TASK ITEM
Since pictures are not wanted, repeat only the text of the records, word for word.

DATA LISTING
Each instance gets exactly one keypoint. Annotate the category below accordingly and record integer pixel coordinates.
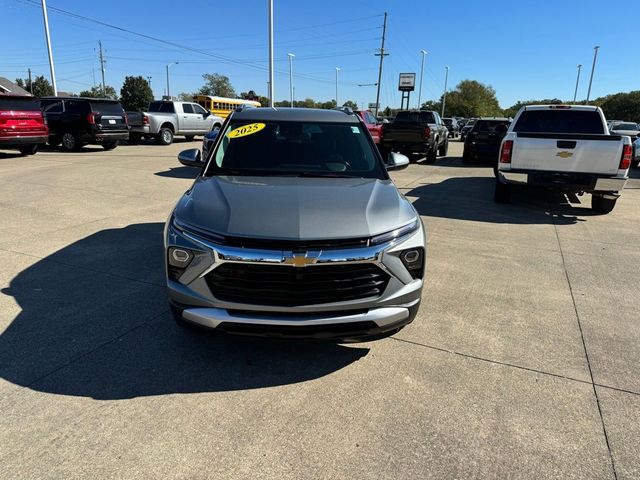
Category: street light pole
(271, 87)
(168, 65)
(446, 80)
(424, 53)
(575, 94)
(291, 55)
(337, 70)
(46, 33)
(593, 67)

RESULT OF THE EXERCISE
Each instance gets exactly one keypoint. Annotate the category below accordingly and record integer pixel coordinates.
Category: street light pole
(271, 87)
(168, 65)
(446, 80)
(424, 53)
(575, 94)
(291, 55)
(337, 70)
(46, 33)
(593, 67)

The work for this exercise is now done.